* SELECTION:
* START *

The Beaux Frères vineyard, in the Ribbon Ridge AVA 

Oregon Pinot Noir in Today’s Market

While a number of Oregon’s best Pinots are produced in good quantity and are in relatively wide distribution in the U.S., the frustrating reality is that most of the best wines are made in often pitifully small quantities. As enthused as I am by so many 2014s, that excitement is often tempered by their minuscule production numbers. We’re talking production on the level of Grand Cru Burgundies—as in four barrels (i.e., about a hundred cases of wine) or less for a fairly large number of wines. Whenever possible, we have included case production for these wines, so for particularly scarce objects of your desire, you may want to contact the wineries directly. 

The French Connection

Speaking of Burgundy, compared to the prices being asked for those wines today, Oregon’s best Pinots are delivering astounding value. Astronomical Burgundy prices are largely a function of the extreme weather events and subsequent very low crop levels that much of Burgundy has suffered through the last several vintages. And it’s not just the wine that’s gotten expensive, as land prices on the Côte d’Or are at sky-high levels now and most small, independent Burgundy growers have simply been priced out of their own real estate market.

* END *

* WRITTEN TASKS:
1) Write out the Oregon Pinot Noir passage word for word, from "While a number" to "the wineries directly.".
2) In the Oregon Pinot Noir passage, about how many cases of wine equal four barrels?

* INFORMATION SHOWN:
* START *

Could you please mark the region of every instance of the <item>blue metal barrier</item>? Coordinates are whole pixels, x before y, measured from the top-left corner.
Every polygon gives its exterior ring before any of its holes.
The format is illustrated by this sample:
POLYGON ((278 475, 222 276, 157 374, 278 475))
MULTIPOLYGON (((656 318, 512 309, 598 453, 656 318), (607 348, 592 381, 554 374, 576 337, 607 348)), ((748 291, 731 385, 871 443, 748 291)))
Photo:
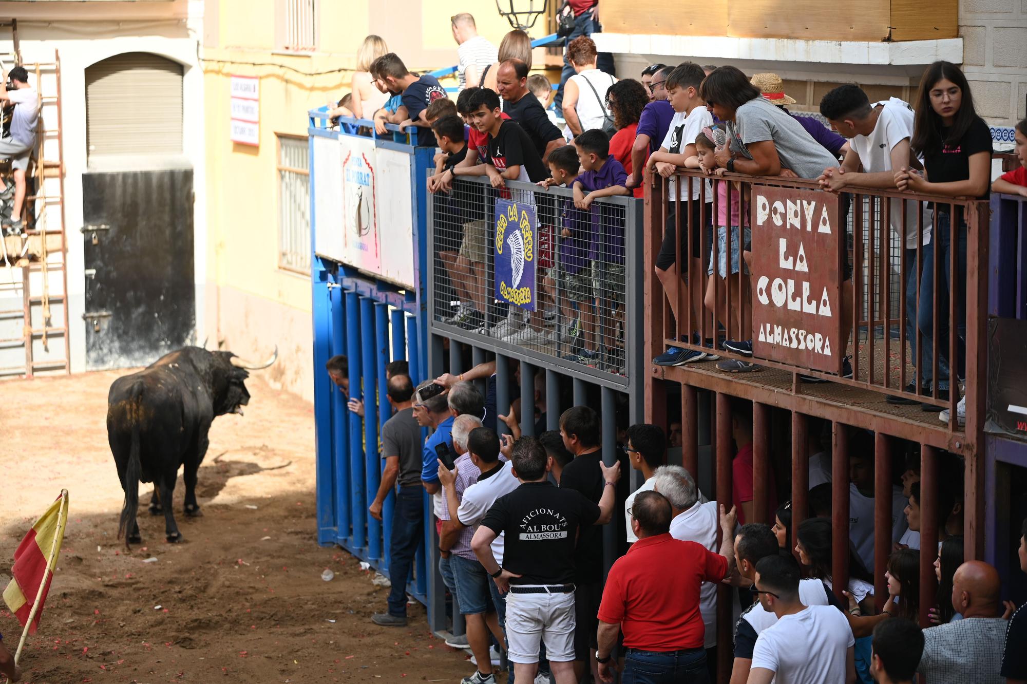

* END *

* SET OF ANSWERS:
1)
While a number of Oregon’s best Pinots are produced in good quantity and are in relatively wide distribution in the U.S., the frustrating reality is that most of the best wines are made in often pitifully small quantities. As enthused as I am by so many 2014s, that excitement is often tempered by their minuscule production numbers. We’re talking production on the level of Grand Cru Burgundies—as in four barrels (i.e., about a hundred cases of wine) or less for a fairly large number of wines. Whenever possible, we have included case production for these wines, so for particularly scarce objects of your desire, you may want to contact the wineries directly.

2) About a hundred cases.